===== PROVIDED DATA
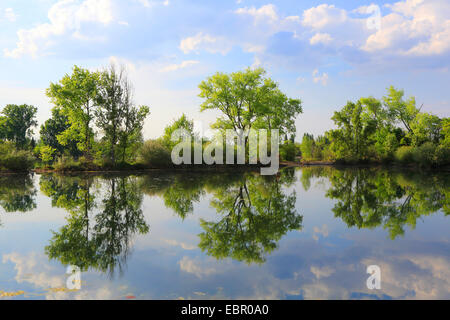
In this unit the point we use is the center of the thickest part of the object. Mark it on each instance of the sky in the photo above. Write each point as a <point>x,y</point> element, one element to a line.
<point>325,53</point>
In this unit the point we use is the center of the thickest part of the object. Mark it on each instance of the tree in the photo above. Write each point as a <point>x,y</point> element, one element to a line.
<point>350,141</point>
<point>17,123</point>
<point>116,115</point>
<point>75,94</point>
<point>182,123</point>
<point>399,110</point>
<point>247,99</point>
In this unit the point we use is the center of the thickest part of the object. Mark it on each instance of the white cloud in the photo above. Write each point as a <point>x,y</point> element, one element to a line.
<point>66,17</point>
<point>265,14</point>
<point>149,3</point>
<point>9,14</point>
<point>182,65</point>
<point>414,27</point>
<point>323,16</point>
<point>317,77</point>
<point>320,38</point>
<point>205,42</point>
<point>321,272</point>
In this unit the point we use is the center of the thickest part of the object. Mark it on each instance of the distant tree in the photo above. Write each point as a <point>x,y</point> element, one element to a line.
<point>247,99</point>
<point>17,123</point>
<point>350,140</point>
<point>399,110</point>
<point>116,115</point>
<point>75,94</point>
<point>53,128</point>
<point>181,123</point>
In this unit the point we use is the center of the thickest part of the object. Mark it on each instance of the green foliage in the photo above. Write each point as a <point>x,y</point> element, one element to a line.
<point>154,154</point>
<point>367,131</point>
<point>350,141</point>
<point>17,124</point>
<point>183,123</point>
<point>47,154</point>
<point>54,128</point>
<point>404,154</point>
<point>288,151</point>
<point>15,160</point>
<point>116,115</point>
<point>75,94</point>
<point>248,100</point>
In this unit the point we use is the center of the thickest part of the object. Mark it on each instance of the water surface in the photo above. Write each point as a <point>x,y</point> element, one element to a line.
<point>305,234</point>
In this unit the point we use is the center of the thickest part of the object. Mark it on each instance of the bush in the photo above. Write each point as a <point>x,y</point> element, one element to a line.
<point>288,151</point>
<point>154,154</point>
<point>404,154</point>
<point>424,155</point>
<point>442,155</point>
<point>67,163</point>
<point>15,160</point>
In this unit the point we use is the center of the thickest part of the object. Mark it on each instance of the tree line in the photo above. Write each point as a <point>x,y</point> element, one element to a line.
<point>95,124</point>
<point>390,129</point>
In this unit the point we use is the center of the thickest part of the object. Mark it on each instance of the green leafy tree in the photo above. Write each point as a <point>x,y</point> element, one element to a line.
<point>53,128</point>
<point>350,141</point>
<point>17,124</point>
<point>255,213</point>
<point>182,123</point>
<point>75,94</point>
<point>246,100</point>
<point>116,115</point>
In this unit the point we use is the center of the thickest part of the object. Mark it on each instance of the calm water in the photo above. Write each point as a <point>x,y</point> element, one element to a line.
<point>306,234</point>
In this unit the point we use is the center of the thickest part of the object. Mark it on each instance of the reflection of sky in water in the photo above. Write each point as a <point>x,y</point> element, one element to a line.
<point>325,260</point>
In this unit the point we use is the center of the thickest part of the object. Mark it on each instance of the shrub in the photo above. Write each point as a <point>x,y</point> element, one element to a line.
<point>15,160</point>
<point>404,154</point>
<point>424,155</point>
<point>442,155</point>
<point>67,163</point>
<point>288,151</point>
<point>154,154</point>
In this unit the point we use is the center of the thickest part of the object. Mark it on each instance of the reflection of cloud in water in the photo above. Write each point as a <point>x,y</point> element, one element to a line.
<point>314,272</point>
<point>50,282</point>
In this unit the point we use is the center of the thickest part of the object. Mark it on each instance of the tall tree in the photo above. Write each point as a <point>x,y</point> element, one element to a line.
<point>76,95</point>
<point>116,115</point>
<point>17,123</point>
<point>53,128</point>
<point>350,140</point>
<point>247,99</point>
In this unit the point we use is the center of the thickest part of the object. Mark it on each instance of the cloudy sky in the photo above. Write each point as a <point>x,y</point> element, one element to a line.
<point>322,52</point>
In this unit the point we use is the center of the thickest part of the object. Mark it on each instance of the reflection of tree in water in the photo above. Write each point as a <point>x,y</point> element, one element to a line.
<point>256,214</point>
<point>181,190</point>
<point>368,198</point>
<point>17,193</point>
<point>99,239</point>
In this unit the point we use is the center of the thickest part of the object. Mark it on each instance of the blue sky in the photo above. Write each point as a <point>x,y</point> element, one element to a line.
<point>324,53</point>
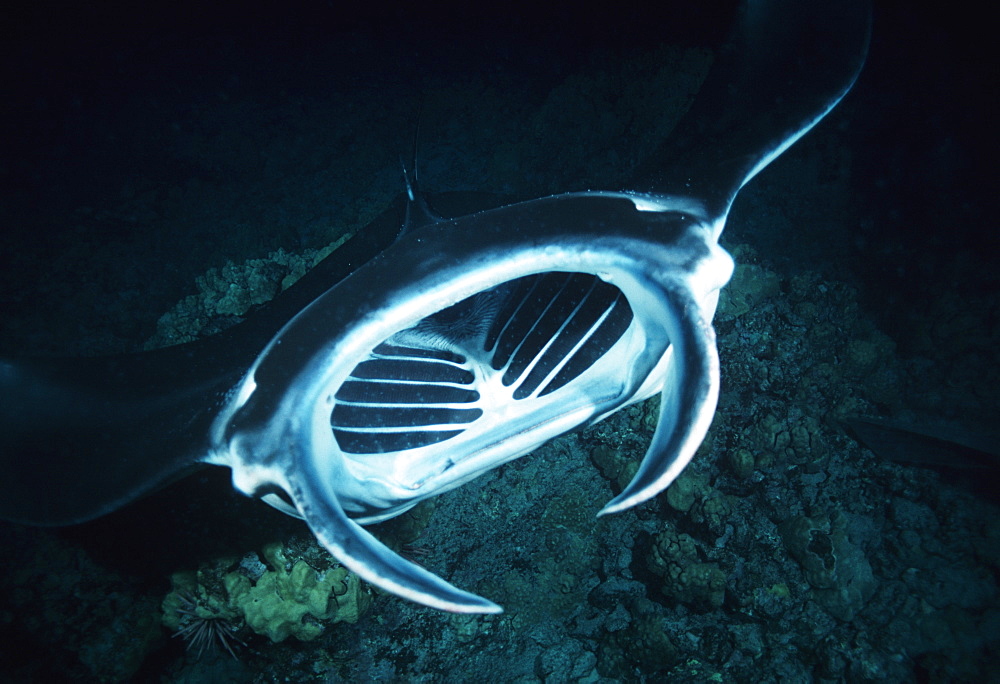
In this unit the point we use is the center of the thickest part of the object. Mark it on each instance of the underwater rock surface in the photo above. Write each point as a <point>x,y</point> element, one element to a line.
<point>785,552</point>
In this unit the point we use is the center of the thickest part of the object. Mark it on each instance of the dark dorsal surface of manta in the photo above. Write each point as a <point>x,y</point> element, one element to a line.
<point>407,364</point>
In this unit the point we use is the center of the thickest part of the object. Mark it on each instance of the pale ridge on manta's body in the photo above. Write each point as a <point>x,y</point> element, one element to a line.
==========
*TASK DETAILS*: Omit the pictures and write out the remaining data exactly.

*RESULT OF THIS TASK*:
In this unit the point we use is the center of the thickest part of the object. Mark it on each instance of the sky in the photo above. Write each point as a <point>x,y</point> element, one element to a line.
<point>325,53</point>
In this unit the point we use is the center of the thickest part of the object. Mark it on each instance of the tree in the photo above. Write each point as a <point>x,y</point> element, one element to a line.
<point>350,141</point>
<point>17,123</point>
<point>116,115</point>
<point>75,94</point>
<point>182,123</point>
<point>399,110</point>
<point>247,99</point>
In this unit the point we use is the center of the thickest part of the object. Mark it on each instance of the white cloud in the photo above. Write each point as a <point>x,y</point> element, one element to a line.
<point>66,17</point>
<point>265,14</point>
<point>149,3</point>
<point>9,14</point>
<point>182,65</point>
<point>414,27</point>
<point>323,16</point>
<point>317,77</point>
<point>320,38</point>
<point>205,42</point>
<point>321,272</point>
In this unit the point we use is the center of the thickest part of the object. Mark it on each instance of the distant tree in the photo above. Write each point as a <point>x,y</point> element, one element to a line.
<point>247,99</point>
<point>17,123</point>
<point>350,140</point>
<point>399,110</point>
<point>116,115</point>
<point>75,94</point>
<point>53,128</point>
<point>181,123</point>
In this unit the point we use is the center of the thickest part of the object. Mark it on each instance of the green foliage in the photo above. Write each point as a <point>x,y</point> element, one element to a line.
<point>154,154</point>
<point>367,131</point>
<point>350,141</point>
<point>17,124</point>
<point>183,123</point>
<point>47,154</point>
<point>54,128</point>
<point>404,154</point>
<point>288,151</point>
<point>15,160</point>
<point>116,115</point>
<point>75,94</point>
<point>248,100</point>
In this unit the point we use is the center of the thickest part of the object. Mark it on each instance of the water surface in the photo above. Write each point as a <point>x,y</point> element, one element to a line.
<point>305,234</point>
In this unit the point we use is the center of the thickest part of the object. Mark it on each instance of the bush in the photo above. Write each point as a <point>x,y</point> element, one element to a line.
<point>288,151</point>
<point>154,154</point>
<point>404,154</point>
<point>424,155</point>
<point>442,155</point>
<point>67,163</point>
<point>15,160</point>
In this unit the point we use is the center of the thickest part of the object. Mark it on each instance of the tree line in the photo above. Write each point as a <point>x,y</point> element, one element to a line.
<point>95,124</point>
<point>390,129</point>
In this unit the point we use is the center of the thickest part of the object. Mark it on each instance of the green leafy tree in the photo above. Write each point as a <point>x,y</point> element, one element to a line.
<point>53,128</point>
<point>350,141</point>
<point>17,124</point>
<point>255,213</point>
<point>182,123</point>
<point>75,94</point>
<point>246,100</point>
<point>116,115</point>
In this unit the point we use is the center of the thickest part of the object. Mark it on each instance of the calm water in the photo above. Write each point as a <point>x,y</point> element, one element to a line.
<point>306,234</point>
In this unit the point we use is the center of the thickest part of the object. Mark it on each instance of the reflection of sky in water in the photo above. Write each point as a <point>x,y</point> element, one element to a line.
<point>325,260</point>
In this unit the point we use is the center of the thickest part of the object. Mark it on each instance of the shrub in the photo above. Write each point as a <point>x,y</point> element, one element to a line.
<point>15,160</point>
<point>404,154</point>
<point>424,155</point>
<point>442,155</point>
<point>67,163</point>
<point>288,151</point>
<point>154,154</point>
In this unit the point we use is the center of the thickest part of the object. Mark it on each instance of the reflection of cloud in water in the photo above. Write each point as a <point>x,y</point> element, one element to a line.
<point>314,272</point>
<point>50,282</point>
In this unit the point we use is the center of the thickest part of the object. Mark it on each instance of the tall tree in the photo above. Write each point as a <point>x,y</point> element, one element to a line.
<point>76,95</point>
<point>116,115</point>
<point>17,123</point>
<point>53,128</point>
<point>350,140</point>
<point>247,99</point>
In this unit the point we use is the center of the thickest part of the object. Mark it on each instance of the cloudy sky in the photo above. Write each point as a <point>x,y</point> element, one element to a line.
<point>322,52</point>
In this unit the point we use is the center of the thickest part of the object. Mark it on each instance of the reflection of tree in water in the photo above. Write each point as a <point>x,y</point> element, one element to a line.
<point>256,214</point>
<point>181,190</point>
<point>368,198</point>
<point>17,193</point>
<point>99,239</point>
In this unit the point we use is the center of the thickest part of the object. Mark it on each instance of the blue sky in the photo above. Write each point as a <point>x,y</point> element, one element to a line.
<point>324,53</point>
In this unit the point we use is the center of the thickest part of the object. Mark it on each instance of the underwater rock surface in the photo above. Write each point as a <point>x,y</point> element, one element to a line.
<point>785,552</point>
In this unit the point we use is the center of the thickest part of the object. Mark it on each instance of the dark dorsal surface of manta in the photo above. Write each point as a <point>x,y</point> element, one element to a line.
<point>407,364</point>
In this unit the point we use is the center of the thickest part of the object. Mark it on each instance of the pale ridge on manta's body in the photo above. Write each point as a <point>x,y</point> element, one element to a line.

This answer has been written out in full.